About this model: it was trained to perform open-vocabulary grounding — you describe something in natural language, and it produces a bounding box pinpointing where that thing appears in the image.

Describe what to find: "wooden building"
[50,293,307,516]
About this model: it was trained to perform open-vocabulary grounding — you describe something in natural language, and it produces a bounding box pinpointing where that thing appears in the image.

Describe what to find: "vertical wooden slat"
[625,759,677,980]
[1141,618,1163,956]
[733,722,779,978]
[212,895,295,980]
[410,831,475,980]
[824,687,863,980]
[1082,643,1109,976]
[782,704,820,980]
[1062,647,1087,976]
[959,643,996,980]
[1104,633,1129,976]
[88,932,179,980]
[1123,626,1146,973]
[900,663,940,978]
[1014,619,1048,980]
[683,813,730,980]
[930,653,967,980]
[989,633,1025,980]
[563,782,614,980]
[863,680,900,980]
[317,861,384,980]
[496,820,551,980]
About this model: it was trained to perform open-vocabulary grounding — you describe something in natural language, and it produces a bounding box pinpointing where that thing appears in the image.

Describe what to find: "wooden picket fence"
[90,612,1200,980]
━━━━━━
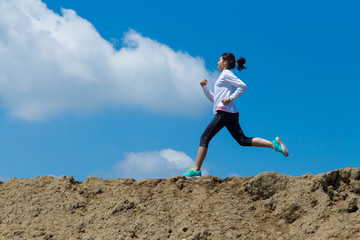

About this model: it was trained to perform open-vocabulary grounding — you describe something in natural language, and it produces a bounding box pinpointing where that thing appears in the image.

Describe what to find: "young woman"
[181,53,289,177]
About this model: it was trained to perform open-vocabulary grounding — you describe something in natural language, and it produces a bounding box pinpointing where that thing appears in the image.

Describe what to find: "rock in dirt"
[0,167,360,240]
━━━━━━
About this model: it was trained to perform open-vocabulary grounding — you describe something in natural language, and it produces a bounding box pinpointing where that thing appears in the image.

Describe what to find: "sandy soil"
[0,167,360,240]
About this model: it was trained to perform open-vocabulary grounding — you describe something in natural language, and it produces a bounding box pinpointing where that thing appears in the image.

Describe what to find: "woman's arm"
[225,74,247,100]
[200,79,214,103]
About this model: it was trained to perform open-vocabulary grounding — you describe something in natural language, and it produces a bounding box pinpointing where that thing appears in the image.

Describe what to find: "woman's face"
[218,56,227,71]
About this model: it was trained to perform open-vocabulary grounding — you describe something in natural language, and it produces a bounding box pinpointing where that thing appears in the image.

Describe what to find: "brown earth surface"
━━━━━━
Short exercise -
Which lines in the items above contain the string "woman", with letter case counting? Copy out each such line.

Response below -
Describe what to find: "young woman"
Describe what to find: "woman's arm"
Describe what to find: "woman's face"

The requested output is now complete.